• [Problem requirements]:
Print out every line, exactly as written.

## start Dataset excerpts

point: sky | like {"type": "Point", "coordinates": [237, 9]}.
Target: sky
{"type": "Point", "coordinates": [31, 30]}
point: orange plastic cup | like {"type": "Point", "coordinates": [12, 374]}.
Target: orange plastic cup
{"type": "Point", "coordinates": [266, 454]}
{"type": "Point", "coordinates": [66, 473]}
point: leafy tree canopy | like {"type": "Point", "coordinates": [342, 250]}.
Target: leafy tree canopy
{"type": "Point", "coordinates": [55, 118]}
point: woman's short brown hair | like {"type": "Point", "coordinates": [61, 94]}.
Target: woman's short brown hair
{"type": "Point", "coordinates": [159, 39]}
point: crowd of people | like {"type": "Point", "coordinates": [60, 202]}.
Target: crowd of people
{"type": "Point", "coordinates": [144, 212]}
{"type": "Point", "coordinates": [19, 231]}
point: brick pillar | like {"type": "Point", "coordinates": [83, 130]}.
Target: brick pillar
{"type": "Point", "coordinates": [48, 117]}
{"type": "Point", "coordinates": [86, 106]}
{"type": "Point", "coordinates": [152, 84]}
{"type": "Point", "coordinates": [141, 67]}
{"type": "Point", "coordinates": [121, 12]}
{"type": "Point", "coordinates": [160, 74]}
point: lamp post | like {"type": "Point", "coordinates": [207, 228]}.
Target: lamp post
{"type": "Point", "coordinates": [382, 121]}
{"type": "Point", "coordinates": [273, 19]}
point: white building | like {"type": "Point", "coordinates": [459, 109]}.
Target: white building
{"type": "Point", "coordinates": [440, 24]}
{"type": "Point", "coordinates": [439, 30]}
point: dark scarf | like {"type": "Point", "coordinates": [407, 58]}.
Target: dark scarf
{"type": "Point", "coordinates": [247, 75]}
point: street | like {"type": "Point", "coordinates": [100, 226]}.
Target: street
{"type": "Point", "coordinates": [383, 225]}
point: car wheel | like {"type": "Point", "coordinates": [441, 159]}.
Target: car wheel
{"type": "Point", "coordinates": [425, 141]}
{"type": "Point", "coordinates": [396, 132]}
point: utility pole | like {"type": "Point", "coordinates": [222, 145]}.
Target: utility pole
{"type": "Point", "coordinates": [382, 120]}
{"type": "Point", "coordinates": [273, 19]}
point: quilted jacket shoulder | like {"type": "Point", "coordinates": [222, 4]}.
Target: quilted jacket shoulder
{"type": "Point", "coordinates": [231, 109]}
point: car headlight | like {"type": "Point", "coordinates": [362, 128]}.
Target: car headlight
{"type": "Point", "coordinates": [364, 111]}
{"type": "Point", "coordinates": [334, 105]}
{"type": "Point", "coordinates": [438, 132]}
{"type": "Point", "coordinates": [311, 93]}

## end Dataset excerpts

• [Result of the task]:
point: sky | like {"type": "Point", "coordinates": [237, 9]}.
Target: sky
{"type": "Point", "coordinates": [31, 30]}
point: orange plastic cup | like {"type": "Point", "coordinates": [12, 374]}.
Target: orange plastic cup
{"type": "Point", "coordinates": [266, 454]}
{"type": "Point", "coordinates": [66, 473]}
point: leafy tree canopy | like {"type": "Point", "coordinates": [342, 250]}.
Target: leafy tree canopy
{"type": "Point", "coordinates": [55, 118]}
point: woman's short brown hair | like {"type": "Point", "coordinates": [61, 94]}.
Target: woman's short brown hair
{"type": "Point", "coordinates": [159, 39]}
point: crowd of people | like {"type": "Point", "coordinates": [60, 202]}.
Target: crowd of people
{"type": "Point", "coordinates": [144, 212]}
{"type": "Point", "coordinates": [19, 231]}
point: brick pillar | like {"type": "Point", "coordinates": [83, 130]}.
Target: brick pillar
{"type": "Point", "coordinates": [48, 117]}
{"type": "Point", "coordinates": [86, 106]}
{"type": "Point", "coordinates": [152, 84]}
{"type": "Point", "coordinates": [141, 67]}
{"type": "Point", "coordinates": [121, 12]}
{"type": "Point", "coordinates": [160, 74]}
point: lamp post | like {"type": "Point", "coordinates": [207, 228]}.
Target: lamp post
{"type": "Point", "coordinates": [382, 121]}
{"type": "Point", "coordinates": [273, 19]}
point: white building | like {"type": "Point", "coordinates": [459, 109]}.
Target: white building
{"type": "Point", "coordinates": [440, 24]}
{"type": "Point", "coordinates": [439, 30]}
point: dark scarf | like {"type": "Point", "coordinates": [407, 58]}.
Target: dark scarf
{"type": "Point", "coordinates": [247, 75]}
point: street | like {"type": "Point", "coordinates": [100, 226]}.
Target: street
{"type": "Point", "coordinates": [383, 225]}
point: car wheel | like {"type": "Point", "coordinates": [441, 159]}.
Target: car wheel
{"type": "Point", "coordinates": [425, 141]}
{"type": "Point", "coordinates": [396, 132]}
point: utility pole | like {"type": "Point", "coordinates": [222, 145]}.
Target: utility pole
{"type": "Point", "coordinates": [382, 120]}
{"type": "Point", "coordinates": [273, 19]}
point: quilted jacket shoulder | like {"type": "Point", "coordinates": [222, 4]}.
Target: quilted jacket shoulder
{"type": "Point", "coordinates": [231, 109]}
point: car headlight | like {"type": "Point", "coordinates": [362, 128]}.
Target: car headlight
{"type": "Point", "coordinates": [364, 111]}
{"type": "Point", "coordinates": [334, 105]}
{"type": "Point", "coordinates": [438, 132]}
{"type": "Point", "coordinates": [311, 93]}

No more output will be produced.